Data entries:
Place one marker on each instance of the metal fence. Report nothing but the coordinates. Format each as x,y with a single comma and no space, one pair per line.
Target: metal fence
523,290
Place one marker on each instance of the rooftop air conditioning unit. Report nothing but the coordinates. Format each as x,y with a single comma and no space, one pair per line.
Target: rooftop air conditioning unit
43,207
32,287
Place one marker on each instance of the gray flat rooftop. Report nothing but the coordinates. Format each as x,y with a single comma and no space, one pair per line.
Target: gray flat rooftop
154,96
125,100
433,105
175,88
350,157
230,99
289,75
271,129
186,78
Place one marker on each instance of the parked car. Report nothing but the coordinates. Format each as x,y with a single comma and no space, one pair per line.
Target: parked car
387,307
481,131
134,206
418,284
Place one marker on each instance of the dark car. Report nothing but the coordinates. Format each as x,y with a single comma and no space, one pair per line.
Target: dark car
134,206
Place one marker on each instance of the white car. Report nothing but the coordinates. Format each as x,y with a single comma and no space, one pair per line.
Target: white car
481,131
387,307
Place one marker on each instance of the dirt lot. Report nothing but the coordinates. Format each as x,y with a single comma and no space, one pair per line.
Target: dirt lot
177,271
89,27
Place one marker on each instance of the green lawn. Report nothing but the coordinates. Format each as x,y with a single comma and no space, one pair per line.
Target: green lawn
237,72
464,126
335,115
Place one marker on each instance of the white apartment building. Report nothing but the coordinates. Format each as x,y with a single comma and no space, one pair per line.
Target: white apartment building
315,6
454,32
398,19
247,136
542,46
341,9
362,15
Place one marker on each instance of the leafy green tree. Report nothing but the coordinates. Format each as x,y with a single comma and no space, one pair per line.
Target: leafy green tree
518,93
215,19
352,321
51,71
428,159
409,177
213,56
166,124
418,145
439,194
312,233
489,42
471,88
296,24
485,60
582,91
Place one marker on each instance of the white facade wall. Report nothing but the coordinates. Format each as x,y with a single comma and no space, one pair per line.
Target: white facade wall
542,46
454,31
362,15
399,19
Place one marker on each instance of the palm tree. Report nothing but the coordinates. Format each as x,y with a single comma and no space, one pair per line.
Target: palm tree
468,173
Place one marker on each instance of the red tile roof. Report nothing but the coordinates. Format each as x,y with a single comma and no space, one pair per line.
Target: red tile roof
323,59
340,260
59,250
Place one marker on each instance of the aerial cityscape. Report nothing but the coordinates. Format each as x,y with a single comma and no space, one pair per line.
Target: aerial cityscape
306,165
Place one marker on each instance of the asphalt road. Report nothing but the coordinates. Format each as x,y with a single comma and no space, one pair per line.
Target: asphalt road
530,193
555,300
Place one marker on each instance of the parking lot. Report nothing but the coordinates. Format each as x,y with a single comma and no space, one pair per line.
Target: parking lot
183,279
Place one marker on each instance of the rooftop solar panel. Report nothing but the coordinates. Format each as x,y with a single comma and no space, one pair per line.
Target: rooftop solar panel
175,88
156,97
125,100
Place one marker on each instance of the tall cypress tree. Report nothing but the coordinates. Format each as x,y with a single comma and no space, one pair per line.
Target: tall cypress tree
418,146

...

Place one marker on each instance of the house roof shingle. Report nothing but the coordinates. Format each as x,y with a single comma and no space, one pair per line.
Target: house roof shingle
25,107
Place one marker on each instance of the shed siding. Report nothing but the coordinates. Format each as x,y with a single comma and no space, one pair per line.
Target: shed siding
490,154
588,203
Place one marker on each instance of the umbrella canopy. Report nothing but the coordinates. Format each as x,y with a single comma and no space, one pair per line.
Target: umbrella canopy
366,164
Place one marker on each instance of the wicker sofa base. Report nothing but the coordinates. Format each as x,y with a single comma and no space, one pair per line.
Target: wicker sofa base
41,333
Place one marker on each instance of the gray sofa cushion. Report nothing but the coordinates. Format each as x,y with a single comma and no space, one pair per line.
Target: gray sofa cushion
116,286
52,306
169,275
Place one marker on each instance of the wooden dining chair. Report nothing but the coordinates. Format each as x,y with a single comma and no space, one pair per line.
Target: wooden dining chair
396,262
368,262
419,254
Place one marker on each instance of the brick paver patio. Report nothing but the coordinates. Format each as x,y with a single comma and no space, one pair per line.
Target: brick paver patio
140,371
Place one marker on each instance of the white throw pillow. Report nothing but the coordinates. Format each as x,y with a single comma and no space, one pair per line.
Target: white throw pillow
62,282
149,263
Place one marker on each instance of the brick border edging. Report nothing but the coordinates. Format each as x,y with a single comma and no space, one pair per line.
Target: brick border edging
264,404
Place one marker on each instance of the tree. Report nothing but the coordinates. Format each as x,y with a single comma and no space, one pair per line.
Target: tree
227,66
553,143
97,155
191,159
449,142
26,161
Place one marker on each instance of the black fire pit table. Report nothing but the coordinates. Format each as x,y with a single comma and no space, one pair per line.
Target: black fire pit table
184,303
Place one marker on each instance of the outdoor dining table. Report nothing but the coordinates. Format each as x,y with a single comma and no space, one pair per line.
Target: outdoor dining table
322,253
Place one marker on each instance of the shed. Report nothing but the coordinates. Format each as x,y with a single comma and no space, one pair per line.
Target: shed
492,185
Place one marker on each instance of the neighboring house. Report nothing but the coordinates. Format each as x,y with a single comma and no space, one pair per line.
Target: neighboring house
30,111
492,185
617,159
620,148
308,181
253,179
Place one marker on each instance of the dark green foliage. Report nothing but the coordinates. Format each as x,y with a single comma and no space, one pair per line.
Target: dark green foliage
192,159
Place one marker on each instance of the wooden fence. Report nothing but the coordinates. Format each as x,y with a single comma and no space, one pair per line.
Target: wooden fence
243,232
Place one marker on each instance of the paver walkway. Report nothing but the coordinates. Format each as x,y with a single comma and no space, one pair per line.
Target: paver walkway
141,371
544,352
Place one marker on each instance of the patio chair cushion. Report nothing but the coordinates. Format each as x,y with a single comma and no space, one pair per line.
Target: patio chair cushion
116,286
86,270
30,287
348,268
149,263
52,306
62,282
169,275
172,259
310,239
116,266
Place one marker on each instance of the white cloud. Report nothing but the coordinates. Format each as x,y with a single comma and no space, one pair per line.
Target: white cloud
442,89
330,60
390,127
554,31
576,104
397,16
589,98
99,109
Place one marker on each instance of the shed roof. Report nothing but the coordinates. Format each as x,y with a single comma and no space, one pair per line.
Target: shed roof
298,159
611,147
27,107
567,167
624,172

PROBLEM STATEMENT:
Starting at the line above that holds "Place one marker on each instance of the outdoor" and ending at the line that holds "Place one marker on each instance of the patio", transcribe each line exactly and include no other lines.

REPLY:
Place one marker on each instance of the outdoor dining table. Report nothing but the coordinates. Format each as x,y with a single comma and no space, one pair per line.
Target: outdoor dining table
322,253
Place one marker on each instance of the shed. Report nothing but the coordinates. Format each as x,y with a single comma and no space, one pair per line.
Target: shed
492,185
Place one marker on each instance of the neighboring house. Report nothing but the coordinates. Format each as x,y with a single comma and no space, one pair per line.
Target: neighboring house
30,111
492,185
617,159
620,148
308,181
253,179
Place one marker on each instance of the dark green foliage. Report nothing but the coordinates. Format each as x,y with a single comma and no space, one pair per line.
Target: dark green foliage
192,159
Place one marker on each instance of the wooden fence. Report nothing but the coordinates. Format each as x,y with a single comma and no space, one pair per line.
Target: wooden fence
243,232
Place one marker on each instance of the paver walkway. Report nothing but the coordinates. Format each as x,y with a single comma and no space, one pair per line.
Target: paver walkway
141,371
544,352
Place one marker on each instance of the patio chair cushion. Report nothing but the coordinates. Format each as x,y with a single comma and no space, one pair per line.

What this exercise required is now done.